▸ **Problem description**:
Show every line below that contains the string "mirror", matching case exactly.

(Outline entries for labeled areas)
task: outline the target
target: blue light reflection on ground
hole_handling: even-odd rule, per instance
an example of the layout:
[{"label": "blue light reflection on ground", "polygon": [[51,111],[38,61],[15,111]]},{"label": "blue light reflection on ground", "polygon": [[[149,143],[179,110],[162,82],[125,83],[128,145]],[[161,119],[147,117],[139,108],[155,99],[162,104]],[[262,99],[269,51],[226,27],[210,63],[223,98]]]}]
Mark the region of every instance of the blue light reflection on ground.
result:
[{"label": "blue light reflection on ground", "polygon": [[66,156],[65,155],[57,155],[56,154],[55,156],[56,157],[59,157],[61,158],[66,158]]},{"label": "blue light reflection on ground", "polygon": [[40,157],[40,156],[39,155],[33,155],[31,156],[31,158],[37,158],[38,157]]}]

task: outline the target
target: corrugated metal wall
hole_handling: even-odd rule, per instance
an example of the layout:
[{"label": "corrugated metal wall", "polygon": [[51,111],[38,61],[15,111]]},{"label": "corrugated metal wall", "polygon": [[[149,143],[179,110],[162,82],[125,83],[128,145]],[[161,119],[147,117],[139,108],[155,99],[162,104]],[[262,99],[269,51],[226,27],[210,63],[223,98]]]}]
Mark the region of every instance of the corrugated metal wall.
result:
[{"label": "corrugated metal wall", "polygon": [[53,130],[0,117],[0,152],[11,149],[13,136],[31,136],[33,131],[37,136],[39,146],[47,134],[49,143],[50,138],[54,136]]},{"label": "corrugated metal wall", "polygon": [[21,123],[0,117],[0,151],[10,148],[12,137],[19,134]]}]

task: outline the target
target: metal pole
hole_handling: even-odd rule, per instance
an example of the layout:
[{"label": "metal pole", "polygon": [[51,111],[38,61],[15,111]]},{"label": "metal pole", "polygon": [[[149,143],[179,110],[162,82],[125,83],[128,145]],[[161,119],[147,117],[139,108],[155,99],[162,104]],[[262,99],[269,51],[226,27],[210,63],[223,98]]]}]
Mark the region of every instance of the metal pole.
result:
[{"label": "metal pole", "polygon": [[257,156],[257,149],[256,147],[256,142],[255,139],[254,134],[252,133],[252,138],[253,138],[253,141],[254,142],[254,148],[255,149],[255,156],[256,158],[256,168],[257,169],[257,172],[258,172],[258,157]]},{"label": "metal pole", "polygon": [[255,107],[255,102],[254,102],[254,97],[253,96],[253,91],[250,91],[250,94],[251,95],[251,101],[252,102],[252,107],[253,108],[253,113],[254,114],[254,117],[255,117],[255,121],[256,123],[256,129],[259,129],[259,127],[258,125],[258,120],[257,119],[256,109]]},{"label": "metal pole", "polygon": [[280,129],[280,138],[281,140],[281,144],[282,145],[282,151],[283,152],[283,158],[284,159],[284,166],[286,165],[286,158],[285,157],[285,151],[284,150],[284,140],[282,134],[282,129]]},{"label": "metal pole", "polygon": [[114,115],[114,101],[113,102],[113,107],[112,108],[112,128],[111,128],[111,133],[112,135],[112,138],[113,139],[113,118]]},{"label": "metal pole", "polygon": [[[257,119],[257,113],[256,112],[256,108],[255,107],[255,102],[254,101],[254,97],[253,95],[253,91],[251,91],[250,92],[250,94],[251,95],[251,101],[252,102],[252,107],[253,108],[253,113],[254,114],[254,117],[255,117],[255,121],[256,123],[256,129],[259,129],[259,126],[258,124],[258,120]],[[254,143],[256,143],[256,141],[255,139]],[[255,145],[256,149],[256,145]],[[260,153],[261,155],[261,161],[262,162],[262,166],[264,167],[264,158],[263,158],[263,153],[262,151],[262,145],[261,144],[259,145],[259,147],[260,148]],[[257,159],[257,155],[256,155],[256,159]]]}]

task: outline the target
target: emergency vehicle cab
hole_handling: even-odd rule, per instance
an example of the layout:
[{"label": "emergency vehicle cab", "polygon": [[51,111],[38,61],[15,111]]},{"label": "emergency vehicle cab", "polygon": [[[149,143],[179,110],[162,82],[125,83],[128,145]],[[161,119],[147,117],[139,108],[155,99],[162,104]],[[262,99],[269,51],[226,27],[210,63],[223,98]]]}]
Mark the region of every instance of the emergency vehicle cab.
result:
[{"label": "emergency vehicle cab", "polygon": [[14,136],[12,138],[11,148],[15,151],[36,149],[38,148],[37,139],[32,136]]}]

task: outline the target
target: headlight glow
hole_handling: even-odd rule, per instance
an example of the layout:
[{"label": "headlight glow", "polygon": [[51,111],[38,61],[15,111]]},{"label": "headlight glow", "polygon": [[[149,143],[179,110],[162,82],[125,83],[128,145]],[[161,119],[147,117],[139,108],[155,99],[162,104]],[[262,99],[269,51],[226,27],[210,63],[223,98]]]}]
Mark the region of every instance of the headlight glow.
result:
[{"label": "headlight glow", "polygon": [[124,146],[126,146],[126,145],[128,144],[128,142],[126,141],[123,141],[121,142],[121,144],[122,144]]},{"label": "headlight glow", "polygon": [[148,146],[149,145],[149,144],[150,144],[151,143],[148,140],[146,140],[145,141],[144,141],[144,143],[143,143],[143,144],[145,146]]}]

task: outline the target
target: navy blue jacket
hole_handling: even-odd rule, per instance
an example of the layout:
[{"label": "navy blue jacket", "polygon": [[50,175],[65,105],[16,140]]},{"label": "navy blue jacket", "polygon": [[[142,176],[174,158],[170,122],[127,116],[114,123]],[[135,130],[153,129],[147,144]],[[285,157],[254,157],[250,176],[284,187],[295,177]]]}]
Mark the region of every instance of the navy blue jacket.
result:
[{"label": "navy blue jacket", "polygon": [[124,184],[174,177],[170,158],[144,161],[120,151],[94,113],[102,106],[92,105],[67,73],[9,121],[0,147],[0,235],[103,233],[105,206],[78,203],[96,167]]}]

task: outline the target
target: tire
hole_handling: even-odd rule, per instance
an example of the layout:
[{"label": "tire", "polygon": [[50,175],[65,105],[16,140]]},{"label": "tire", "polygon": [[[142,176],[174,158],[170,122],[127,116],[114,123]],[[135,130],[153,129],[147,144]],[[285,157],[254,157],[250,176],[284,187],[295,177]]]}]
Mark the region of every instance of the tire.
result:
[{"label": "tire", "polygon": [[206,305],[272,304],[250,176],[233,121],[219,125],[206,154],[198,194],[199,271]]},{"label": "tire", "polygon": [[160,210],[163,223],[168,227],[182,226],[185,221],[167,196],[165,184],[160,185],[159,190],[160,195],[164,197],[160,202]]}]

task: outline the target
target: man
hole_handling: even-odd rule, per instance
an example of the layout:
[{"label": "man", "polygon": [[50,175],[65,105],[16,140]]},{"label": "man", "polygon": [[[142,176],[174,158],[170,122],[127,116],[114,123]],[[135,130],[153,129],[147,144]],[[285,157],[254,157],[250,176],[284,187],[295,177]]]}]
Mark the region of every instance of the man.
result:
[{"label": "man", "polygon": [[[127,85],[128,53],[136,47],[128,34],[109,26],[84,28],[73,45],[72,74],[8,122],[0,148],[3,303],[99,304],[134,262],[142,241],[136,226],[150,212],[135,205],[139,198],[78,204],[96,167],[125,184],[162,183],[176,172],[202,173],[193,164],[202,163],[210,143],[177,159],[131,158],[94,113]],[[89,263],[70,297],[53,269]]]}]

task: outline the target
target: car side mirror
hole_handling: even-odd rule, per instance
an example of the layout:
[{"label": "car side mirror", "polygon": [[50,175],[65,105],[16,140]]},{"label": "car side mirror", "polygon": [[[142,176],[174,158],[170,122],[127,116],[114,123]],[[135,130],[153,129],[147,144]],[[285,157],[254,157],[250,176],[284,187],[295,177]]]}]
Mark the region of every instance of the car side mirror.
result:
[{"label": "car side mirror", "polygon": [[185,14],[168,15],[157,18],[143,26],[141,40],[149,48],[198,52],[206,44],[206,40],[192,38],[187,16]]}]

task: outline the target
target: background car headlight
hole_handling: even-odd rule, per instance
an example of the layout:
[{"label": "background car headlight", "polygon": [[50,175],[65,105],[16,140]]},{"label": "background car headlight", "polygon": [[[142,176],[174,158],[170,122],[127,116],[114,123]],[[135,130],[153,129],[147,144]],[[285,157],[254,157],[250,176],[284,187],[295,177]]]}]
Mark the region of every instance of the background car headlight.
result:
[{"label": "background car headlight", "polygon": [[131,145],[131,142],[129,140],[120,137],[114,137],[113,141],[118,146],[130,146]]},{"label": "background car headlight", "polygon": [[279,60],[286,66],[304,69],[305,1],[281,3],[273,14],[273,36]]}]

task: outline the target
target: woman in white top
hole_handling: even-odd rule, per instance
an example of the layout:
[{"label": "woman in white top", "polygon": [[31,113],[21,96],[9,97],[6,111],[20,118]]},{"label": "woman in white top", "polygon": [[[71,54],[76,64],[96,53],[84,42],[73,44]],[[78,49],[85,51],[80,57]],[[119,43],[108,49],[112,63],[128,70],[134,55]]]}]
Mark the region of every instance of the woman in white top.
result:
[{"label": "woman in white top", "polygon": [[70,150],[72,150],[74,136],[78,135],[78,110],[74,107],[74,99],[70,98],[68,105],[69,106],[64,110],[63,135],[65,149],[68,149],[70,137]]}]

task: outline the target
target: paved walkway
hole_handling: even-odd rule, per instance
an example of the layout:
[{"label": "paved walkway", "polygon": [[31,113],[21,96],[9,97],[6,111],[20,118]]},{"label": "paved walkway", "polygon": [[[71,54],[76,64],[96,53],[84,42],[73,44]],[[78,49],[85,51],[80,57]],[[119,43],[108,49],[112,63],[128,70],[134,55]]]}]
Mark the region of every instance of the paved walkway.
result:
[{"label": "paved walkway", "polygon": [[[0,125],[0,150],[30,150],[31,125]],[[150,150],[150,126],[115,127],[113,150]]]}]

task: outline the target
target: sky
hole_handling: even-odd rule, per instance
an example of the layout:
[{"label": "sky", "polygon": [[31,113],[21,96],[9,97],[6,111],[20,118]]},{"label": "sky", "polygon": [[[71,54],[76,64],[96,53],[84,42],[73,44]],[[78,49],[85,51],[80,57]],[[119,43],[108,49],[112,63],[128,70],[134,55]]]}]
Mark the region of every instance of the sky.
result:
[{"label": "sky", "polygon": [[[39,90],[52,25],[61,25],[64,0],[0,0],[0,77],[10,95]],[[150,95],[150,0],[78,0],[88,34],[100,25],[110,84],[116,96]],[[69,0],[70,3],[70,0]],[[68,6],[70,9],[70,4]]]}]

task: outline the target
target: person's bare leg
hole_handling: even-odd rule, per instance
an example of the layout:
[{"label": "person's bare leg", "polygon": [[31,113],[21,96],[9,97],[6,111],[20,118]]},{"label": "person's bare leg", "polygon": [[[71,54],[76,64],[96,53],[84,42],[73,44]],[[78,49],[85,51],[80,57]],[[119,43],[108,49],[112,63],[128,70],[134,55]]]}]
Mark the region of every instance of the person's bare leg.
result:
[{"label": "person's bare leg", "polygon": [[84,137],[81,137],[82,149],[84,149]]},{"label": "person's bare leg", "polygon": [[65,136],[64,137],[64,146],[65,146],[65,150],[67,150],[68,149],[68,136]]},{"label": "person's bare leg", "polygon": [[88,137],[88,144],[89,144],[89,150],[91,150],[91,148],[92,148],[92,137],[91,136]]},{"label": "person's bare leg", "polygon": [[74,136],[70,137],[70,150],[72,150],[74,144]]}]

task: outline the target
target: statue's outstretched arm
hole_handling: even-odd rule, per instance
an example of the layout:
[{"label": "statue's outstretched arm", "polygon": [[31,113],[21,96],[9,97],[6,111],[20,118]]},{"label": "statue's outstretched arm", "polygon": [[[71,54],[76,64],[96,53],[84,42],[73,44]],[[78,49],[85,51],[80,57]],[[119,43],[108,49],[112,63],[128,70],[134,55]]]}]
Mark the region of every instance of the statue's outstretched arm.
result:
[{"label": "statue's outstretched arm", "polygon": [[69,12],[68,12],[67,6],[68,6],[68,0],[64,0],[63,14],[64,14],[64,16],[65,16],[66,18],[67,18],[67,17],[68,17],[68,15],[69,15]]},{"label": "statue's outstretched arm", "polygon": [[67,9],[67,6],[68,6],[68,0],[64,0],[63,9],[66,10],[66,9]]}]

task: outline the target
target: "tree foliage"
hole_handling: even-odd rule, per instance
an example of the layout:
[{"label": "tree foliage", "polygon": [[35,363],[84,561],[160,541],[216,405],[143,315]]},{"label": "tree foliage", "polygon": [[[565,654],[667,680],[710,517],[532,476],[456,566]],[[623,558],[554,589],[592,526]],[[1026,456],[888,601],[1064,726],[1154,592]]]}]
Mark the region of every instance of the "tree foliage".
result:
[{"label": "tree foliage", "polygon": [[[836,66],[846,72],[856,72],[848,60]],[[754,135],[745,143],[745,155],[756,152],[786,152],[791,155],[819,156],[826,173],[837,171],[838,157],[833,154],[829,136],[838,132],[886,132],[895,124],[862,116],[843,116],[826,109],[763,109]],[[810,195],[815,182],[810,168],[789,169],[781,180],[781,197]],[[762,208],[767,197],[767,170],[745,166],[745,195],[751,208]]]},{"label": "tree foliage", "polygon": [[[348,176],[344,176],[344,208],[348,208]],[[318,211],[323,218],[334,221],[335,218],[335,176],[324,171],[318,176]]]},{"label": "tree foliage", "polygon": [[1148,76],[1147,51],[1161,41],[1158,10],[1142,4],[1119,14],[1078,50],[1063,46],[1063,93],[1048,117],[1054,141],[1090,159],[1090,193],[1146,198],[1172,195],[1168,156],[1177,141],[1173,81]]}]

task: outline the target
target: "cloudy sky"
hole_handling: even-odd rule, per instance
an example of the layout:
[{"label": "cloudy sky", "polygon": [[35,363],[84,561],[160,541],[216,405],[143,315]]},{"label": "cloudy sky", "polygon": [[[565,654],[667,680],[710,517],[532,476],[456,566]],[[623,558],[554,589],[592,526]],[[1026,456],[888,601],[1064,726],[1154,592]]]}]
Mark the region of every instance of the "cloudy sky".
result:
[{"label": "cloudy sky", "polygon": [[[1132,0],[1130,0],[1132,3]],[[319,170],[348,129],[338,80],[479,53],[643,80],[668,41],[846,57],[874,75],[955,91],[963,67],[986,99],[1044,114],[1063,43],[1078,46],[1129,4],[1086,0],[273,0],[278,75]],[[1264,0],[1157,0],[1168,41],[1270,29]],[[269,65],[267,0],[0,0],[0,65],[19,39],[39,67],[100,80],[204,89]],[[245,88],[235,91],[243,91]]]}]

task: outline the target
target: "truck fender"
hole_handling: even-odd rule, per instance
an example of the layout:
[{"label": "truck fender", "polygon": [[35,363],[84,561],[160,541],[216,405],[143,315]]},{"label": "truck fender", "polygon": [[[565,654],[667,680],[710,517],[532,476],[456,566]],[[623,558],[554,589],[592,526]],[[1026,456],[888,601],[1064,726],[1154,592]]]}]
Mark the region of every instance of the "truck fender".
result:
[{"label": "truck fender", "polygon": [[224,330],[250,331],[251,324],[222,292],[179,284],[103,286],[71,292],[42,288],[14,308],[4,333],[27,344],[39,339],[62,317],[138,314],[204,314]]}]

▸ **Output for this task**:
target: car side mirror
[{"label": "car side mirror", "polygon": [[50,175],[65,105],[16,140]]},{"label": "car side mirror", "polygon": [[[142,176],[174,158],[170,122],[127,116],[114,123]],[[135,130],[153,129],[147,144]],[[285,157],[254,157],[250,176],[284,187],[295,177]]]}]
Mark the region of every instance of the car side mirror.
[{"label": "car side mirror", "polygon": [[185,14],[168,15],[157,18],[143,26],[141,40],[149,48],[198,52],[206,44],[206,40],[192,38],[187,16]]}]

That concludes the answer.